**EXERCISE**
Make an exact copy of the data below, leaving out every picture.

**GIVEN RECORDS**
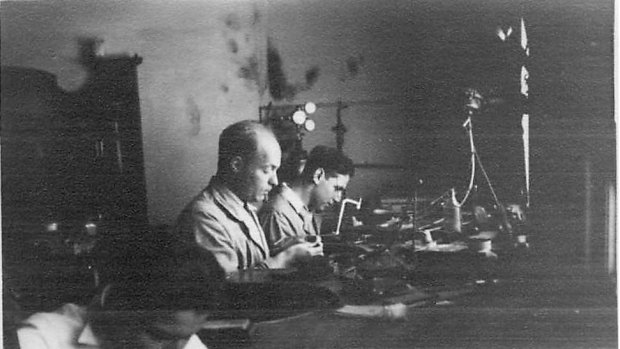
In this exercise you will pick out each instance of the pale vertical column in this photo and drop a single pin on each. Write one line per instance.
(610, 228)
(588, 212)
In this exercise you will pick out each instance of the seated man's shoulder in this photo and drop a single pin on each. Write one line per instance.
(69, 312)
(276, 202)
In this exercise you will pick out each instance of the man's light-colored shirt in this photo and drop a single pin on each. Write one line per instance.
(67, 328)
(217, 220)
(285, 217)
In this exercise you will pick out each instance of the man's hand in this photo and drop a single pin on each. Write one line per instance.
(296, 252)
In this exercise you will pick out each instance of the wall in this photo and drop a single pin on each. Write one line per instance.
(200, 73)
(400, 65)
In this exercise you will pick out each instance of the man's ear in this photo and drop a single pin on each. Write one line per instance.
(236, 164)
(319, 174)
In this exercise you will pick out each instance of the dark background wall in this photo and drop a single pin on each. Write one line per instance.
(400, 65)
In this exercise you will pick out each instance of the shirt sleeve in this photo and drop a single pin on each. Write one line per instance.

**FINISHED TASK**
In this exercise you will pick out each instance of the pale vertical column in this photo and drop a single pin on each. Write one line per instance.
(610, 228)
(588, 212)
In this exercise you will pick out each instance of the seated man's shoulder in this photo and drop a single pin on each. Write one line per instance.
(69, 312)
(276, 202)
In this exercise you will pick out each instance of the man's light-colored shirt in this photo and drop a single pin on each. Write one line per instance.
(67, 328)
(217, 220)
(285, 217)
In this exercise you will pick out each instance of the man's hand in this photo and drop a single pin on each. Write one line per instance.
(296, 252)
In this exercise you will pick out each instance of the wall in this photo and drop a single pin on each. Write one line per instance.
(200, 73)
(400, 65)
In this exercise you will pick out each instance of the man's ear in this photo and drop a single pin on each. Write one line per instance.
(236, 164)
(319, 174)
In this exercise you will pick out each instance of the dark background wall in this photo and drop a single pin on each. Write one line per instance.
(400, 65)
In this exercise you will pick out each instance of the shirt sleeve in this photo and drop a single pin on each. Write one line per instance.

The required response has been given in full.